Por favor, resume en dos oraciones el texto sobre el empleo y la inmigración en España.

**Fragmento del texto:**

# # # # #

Es una auténtica tragedia humana y económica que, en apenas nueve años, desde 1998 a 2007, los años de la expansión impulsada por el euro, hayan llegado a España alrededor de 6 millones de inmigrantes, de los que casi 5 millones eran personas dispuestas a trabajar, y que, al cabo de otros tres años, en el primer trimestre de 2011, el empleo neto creado desde 1998 haya sido de sólo 3,1 millones de puestos de trabajo, 1,7 millones en el sector público y el privado oferente de servicios sociales, y 1,4 millones en el sector privado directamente productivo. En consecuencia, en algo más de 12 años, el empleo privado, los 1,4 millones, han supuesto, en promedio, la creación de 120.000 empleos anuales.
En números y porcentajes sobre la población activa, la evolución en el periodo 1998-primer trimestre de 2011 ha sido la siguiente:
Parados en diciembre de 1998
3.000.000 personas (18,1% de la población activa)
Nacionales incorporados al mercado de trabajo en ese período
1.500.000 personas
Inmigrantes activos
4.700.000 personas
TOTAL
9.200.000 personas
La situación laboral de esos 9,2 millones de personas en el primer trimestre de 2011 es la siguiente:
Ocupados: 3.100.000 millones
Parados: 5.000.000 millones
No activos, o economía sumergida o emigrados: 1.100.000 personas
Lo que significa que la burbuja crediticia provocada por el euro financió temporalmente el crecimiento del sector de la construcción, del inmobiliario y de las industrias y servicios dependientes de ambos sectores. Por otra parte, ha dejado incorporados a nuestra economía el crecimiento del empleo de las Administraciones Públicas y el de los sectores que prestan servicios sociales y una cifra inmanejable de 5 millones de parados.

# # # # #

(Registros de identificación de posición)

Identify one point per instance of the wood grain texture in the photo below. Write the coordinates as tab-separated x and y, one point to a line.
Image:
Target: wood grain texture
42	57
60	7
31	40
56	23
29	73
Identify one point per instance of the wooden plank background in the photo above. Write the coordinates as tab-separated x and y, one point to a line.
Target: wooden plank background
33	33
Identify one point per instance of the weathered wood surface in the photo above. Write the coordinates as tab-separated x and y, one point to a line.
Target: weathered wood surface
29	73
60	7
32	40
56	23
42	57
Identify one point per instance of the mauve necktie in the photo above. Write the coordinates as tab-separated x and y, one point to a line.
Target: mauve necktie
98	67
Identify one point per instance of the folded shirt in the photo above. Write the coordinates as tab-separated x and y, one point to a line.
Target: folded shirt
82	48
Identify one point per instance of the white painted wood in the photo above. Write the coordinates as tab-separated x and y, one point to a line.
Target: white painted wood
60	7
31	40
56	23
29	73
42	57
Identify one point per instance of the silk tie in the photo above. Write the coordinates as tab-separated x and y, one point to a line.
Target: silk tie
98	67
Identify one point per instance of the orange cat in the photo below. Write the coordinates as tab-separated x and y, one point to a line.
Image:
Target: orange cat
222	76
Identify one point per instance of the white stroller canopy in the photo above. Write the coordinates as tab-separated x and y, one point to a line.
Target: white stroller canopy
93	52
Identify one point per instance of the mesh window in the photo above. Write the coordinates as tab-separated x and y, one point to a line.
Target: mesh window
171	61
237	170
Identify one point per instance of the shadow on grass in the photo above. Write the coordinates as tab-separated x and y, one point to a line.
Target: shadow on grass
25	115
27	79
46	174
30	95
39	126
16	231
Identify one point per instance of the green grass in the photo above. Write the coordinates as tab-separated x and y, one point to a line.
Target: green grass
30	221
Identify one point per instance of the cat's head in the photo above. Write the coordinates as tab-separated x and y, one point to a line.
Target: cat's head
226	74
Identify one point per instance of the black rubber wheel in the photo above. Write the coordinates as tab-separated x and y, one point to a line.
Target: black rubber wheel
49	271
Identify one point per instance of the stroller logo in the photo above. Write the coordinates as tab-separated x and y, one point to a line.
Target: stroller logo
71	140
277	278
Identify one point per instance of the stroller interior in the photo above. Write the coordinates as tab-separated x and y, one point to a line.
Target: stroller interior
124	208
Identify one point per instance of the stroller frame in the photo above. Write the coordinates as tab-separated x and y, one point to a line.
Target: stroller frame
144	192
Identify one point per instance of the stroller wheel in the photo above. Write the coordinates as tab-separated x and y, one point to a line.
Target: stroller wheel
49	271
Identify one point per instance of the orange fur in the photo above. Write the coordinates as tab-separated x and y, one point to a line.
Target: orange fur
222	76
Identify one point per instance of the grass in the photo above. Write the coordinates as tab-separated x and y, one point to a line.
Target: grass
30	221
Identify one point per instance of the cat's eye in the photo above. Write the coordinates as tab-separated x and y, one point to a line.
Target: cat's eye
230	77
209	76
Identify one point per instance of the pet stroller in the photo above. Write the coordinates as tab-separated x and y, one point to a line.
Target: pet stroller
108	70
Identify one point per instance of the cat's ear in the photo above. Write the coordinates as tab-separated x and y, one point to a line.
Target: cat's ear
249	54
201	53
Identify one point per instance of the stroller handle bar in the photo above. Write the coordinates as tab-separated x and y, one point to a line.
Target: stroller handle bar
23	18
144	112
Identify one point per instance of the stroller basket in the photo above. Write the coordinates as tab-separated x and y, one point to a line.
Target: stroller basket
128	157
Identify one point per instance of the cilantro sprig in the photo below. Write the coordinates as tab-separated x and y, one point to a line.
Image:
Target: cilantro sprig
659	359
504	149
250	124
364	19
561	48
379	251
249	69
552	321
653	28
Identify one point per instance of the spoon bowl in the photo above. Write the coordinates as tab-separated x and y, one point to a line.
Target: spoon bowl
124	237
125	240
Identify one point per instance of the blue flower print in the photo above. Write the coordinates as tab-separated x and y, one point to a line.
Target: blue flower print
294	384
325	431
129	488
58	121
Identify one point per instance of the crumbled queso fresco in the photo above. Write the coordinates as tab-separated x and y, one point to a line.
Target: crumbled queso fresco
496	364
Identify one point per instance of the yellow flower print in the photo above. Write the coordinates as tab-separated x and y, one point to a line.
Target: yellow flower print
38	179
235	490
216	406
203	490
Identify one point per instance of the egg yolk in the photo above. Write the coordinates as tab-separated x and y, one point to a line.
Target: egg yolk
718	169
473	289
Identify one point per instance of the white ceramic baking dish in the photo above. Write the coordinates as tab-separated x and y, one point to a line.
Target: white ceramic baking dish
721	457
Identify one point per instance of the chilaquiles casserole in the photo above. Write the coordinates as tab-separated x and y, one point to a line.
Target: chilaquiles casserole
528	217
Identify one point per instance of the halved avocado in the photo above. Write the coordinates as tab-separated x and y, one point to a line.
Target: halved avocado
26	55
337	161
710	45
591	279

# # # # #

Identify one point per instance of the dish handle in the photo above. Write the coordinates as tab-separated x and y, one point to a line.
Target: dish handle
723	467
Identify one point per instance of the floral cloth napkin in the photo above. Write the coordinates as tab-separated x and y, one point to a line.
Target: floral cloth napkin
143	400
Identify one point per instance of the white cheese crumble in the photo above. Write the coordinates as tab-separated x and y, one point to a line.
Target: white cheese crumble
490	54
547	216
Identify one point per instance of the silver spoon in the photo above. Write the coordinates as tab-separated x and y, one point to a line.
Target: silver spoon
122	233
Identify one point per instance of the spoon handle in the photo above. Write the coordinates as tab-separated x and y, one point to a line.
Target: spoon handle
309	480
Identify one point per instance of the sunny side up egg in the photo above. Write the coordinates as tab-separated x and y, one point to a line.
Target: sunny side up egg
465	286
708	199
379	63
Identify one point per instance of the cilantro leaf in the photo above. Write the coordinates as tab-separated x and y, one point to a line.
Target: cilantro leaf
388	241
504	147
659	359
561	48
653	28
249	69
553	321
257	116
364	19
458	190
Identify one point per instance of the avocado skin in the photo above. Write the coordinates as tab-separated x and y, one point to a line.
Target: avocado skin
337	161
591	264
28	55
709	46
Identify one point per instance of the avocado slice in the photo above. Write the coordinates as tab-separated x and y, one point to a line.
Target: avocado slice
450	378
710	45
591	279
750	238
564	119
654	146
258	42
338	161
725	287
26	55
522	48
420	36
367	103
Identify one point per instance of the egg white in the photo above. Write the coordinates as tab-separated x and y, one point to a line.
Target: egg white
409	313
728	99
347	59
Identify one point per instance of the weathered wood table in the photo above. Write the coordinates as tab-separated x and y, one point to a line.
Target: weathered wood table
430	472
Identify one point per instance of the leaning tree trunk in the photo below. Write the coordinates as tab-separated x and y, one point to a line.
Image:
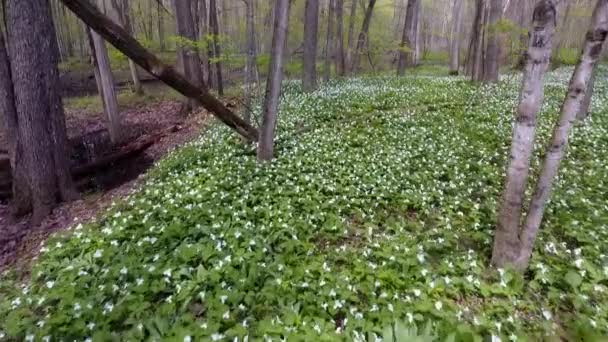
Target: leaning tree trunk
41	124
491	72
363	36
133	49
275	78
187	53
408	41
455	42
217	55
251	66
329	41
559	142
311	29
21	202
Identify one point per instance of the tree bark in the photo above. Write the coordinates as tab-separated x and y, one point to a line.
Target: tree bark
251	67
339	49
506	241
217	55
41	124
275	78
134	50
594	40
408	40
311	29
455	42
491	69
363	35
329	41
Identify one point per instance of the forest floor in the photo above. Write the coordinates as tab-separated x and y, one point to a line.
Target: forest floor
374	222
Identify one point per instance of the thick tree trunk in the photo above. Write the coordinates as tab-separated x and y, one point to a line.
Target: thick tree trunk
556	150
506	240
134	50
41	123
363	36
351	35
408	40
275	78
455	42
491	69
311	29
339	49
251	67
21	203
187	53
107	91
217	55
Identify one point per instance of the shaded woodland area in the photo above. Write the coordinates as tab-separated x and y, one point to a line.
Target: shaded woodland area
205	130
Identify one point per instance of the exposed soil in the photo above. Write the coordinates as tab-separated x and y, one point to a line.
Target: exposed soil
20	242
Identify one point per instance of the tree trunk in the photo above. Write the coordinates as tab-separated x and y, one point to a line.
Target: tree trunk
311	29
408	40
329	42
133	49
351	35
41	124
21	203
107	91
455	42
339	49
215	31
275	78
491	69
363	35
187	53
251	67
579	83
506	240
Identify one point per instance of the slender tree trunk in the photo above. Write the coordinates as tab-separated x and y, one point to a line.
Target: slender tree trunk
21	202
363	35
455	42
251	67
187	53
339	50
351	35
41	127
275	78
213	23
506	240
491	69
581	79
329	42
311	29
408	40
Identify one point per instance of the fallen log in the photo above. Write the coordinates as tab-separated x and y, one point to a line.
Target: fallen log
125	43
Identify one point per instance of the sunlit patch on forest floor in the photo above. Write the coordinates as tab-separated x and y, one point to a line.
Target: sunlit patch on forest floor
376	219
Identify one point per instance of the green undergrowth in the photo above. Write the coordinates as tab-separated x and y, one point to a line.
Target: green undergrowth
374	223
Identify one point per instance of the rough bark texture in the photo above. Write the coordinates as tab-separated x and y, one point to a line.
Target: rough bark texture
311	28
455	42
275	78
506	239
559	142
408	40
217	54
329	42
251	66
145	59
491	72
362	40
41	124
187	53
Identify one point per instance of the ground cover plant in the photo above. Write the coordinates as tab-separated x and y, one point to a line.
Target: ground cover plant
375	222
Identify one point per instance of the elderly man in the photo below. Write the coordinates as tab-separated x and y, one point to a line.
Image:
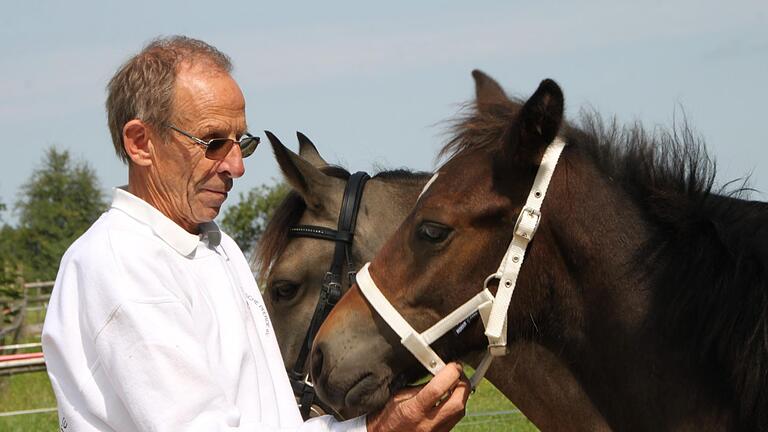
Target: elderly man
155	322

# # # # #

**Respuesta:** Entre 1998 y 2007 llegaron a España alrededor de 6 millones de inmigrantes, pero hasta el primer trimestre de 2011 el empleo neto creado fue de solo 3,1 millones de puestos de trabajo, de los que 1,4 millones correspondieron al sector privado directamente productivo. La burbuja crediticia provocada por el euro financió temporalmente la construcción, el sector inmobiliario y las actividades dependientes de ambos, y dejó el crecimiento del empleo público y de los servicios sociales junto con una cifra inmanejable de 5 millones de parados.